▶ **GIVEN INFORMATION**:
(begin)

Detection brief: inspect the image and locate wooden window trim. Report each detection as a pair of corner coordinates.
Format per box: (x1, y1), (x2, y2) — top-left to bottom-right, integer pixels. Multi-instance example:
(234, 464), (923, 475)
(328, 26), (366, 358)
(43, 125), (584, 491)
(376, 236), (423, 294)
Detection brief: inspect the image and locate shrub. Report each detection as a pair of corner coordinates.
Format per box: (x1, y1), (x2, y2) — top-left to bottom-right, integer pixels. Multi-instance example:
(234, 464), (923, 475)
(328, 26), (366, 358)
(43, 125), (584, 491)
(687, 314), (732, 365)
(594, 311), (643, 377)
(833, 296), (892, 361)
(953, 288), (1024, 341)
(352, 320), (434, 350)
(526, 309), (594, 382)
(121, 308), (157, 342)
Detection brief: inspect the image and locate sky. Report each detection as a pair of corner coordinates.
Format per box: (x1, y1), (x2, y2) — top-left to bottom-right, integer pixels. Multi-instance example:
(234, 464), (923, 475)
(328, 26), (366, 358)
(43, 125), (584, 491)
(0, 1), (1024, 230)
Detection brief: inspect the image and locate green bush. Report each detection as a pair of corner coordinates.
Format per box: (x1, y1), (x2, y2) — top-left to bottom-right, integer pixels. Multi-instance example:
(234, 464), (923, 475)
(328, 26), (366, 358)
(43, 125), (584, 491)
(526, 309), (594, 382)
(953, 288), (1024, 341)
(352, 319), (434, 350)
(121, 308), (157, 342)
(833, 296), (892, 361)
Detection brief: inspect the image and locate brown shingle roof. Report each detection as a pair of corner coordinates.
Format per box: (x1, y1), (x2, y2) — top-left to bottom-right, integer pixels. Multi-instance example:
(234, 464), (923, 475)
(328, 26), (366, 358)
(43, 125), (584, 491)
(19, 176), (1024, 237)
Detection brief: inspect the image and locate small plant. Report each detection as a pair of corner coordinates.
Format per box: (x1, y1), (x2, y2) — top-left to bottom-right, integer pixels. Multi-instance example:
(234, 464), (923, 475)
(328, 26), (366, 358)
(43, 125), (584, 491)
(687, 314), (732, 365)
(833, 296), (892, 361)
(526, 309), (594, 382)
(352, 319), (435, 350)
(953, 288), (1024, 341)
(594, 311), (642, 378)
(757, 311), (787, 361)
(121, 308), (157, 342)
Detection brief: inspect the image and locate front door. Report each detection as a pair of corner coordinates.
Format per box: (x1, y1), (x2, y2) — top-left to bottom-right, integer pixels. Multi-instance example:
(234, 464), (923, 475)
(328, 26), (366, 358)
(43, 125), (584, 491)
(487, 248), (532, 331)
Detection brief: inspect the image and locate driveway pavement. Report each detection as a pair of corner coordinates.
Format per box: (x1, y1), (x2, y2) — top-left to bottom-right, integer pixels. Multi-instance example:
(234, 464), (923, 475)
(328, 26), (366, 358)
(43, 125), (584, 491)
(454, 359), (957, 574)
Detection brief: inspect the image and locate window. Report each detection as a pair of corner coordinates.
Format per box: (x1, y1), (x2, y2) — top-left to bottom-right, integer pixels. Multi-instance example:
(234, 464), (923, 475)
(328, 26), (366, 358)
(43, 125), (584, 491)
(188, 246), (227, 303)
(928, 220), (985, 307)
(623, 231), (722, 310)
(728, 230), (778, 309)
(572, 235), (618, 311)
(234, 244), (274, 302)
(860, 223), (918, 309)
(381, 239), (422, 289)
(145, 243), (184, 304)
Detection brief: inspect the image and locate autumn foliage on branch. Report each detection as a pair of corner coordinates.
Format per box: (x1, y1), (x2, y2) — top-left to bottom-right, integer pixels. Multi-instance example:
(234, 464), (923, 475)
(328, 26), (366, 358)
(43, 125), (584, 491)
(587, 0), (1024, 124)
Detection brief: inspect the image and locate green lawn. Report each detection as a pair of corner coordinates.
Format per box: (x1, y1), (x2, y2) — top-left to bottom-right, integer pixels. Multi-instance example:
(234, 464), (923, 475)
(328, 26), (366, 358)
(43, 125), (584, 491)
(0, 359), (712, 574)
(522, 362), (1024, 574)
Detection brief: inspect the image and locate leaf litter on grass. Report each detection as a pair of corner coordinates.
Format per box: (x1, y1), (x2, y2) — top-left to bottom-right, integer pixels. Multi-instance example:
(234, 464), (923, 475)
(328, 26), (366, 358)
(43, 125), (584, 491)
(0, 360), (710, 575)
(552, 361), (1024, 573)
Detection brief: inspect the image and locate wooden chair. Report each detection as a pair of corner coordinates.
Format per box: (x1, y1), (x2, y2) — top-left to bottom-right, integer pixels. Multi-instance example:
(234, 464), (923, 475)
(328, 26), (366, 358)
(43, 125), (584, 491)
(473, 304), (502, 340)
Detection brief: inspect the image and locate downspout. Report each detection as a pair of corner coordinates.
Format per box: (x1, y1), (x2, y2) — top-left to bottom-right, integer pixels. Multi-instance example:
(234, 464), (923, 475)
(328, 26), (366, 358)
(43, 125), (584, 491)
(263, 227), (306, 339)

(end)
(begin)

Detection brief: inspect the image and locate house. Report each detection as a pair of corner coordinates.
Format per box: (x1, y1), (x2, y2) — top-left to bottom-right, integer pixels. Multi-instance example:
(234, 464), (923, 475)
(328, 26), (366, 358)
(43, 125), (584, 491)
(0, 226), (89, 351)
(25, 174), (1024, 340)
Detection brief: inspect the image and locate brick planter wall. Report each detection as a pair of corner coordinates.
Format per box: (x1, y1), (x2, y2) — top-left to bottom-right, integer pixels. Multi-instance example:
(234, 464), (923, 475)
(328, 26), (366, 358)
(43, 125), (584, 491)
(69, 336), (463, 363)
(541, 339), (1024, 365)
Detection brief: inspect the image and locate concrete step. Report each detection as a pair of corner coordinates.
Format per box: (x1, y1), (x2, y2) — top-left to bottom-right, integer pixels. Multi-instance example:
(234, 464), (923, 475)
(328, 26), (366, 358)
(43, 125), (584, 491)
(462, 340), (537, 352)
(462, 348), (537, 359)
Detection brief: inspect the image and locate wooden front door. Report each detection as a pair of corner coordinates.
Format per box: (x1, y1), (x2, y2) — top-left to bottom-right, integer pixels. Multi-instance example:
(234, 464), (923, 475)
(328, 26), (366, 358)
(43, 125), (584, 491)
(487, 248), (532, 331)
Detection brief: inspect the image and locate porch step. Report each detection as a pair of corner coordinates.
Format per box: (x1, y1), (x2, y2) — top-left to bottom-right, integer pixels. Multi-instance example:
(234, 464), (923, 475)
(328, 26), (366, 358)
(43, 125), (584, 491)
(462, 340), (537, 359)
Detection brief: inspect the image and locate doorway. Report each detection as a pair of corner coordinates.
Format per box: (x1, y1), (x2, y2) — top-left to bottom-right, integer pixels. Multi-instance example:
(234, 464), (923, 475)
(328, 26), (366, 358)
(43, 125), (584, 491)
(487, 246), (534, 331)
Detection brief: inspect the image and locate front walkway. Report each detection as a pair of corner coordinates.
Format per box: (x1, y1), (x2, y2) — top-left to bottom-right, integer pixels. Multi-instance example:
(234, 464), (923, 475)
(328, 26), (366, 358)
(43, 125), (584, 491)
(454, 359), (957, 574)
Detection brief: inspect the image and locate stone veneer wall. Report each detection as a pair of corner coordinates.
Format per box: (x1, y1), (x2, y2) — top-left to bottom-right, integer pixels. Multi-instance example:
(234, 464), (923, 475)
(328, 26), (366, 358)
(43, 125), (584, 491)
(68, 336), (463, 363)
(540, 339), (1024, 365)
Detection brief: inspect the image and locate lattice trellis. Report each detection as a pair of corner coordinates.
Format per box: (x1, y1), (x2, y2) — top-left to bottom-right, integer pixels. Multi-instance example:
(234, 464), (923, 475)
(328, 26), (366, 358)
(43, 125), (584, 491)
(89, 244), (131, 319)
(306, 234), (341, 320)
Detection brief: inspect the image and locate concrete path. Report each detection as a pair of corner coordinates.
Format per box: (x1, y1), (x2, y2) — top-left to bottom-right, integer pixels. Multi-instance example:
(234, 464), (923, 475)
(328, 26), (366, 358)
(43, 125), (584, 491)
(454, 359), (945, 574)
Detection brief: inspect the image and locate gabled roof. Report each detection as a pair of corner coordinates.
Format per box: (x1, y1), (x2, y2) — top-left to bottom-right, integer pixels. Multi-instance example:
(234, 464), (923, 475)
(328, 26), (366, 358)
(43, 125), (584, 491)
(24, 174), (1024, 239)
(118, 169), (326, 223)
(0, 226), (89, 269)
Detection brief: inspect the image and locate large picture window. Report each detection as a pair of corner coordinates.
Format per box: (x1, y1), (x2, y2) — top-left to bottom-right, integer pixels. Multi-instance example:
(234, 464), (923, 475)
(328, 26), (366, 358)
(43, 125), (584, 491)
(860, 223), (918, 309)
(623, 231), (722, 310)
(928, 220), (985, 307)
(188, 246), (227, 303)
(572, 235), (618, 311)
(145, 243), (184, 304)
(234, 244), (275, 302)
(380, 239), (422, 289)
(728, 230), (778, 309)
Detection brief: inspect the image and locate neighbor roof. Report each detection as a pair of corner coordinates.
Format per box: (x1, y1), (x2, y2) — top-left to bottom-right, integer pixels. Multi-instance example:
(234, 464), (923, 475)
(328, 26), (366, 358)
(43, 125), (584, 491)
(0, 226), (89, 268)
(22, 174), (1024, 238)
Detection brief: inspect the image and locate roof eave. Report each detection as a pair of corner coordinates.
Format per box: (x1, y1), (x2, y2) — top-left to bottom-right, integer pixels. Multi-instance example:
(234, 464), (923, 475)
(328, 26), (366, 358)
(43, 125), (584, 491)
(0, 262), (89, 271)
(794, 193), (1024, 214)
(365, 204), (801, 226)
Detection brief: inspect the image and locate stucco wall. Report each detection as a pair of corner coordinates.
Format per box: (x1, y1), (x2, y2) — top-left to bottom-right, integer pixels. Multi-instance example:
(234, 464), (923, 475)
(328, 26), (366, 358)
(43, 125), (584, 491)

(end)
(begin)

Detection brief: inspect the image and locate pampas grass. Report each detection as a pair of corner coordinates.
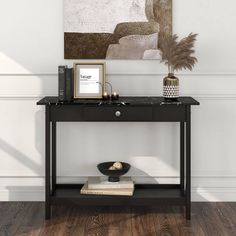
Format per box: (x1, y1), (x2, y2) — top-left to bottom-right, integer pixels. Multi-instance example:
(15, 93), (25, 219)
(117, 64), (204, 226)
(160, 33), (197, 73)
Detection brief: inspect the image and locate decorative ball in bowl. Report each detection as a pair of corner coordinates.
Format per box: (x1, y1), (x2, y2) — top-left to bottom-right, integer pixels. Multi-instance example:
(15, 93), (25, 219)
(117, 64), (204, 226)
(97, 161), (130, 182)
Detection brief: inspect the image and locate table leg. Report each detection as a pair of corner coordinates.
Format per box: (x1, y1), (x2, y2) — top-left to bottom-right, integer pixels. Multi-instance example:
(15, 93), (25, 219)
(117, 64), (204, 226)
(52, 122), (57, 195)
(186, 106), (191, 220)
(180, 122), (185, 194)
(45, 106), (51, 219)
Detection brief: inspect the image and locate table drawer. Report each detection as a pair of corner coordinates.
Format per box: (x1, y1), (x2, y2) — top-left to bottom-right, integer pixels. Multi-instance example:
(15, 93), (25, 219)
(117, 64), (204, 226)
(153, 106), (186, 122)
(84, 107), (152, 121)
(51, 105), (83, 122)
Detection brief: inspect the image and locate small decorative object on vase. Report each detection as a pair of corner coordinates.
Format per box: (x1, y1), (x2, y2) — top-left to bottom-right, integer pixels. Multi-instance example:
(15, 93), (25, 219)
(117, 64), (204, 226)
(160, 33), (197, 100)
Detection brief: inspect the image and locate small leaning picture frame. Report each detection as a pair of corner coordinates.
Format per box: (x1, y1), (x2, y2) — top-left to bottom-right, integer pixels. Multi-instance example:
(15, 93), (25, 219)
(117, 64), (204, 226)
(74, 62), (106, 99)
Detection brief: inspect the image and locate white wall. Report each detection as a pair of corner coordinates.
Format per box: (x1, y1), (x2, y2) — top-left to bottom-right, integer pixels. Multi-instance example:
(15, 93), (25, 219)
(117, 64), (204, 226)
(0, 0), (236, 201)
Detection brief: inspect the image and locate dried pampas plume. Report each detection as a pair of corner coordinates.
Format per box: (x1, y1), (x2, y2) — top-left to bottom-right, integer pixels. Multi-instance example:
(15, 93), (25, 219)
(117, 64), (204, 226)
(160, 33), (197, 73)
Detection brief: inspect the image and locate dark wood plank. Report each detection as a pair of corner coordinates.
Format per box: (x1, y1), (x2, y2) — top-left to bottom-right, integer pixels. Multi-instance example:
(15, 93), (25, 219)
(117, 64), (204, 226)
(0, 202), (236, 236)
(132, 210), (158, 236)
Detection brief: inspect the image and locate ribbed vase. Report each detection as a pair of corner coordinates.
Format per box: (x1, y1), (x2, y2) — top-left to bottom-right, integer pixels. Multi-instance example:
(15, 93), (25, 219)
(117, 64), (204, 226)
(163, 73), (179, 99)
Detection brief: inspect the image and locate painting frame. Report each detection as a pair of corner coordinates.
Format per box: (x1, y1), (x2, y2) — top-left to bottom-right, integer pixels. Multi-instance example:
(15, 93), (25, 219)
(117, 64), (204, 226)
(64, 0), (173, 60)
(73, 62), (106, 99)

(end)

▶ **TASK OBJECTIVE**: Reproduce the records above word for word, from the line that contains "Detection brief: inspect the image and locate painting" through the line that contains "(73, 62), (106, 99)", with both of those lines included.

▶ **FULL RESPONSE**:
Detection brief: inspect the image and locate painting frame. Report each detection as a pair of corner coordinates.
Format per box: (x1, y1), (x2, y2) — top-left to bottom-right, integer pixels. Multi-instance example:
(15, 93), (25, 219)
(117, 64), (204, 226)
(64, 0), (173, 60)
(73, 62), (106, 99)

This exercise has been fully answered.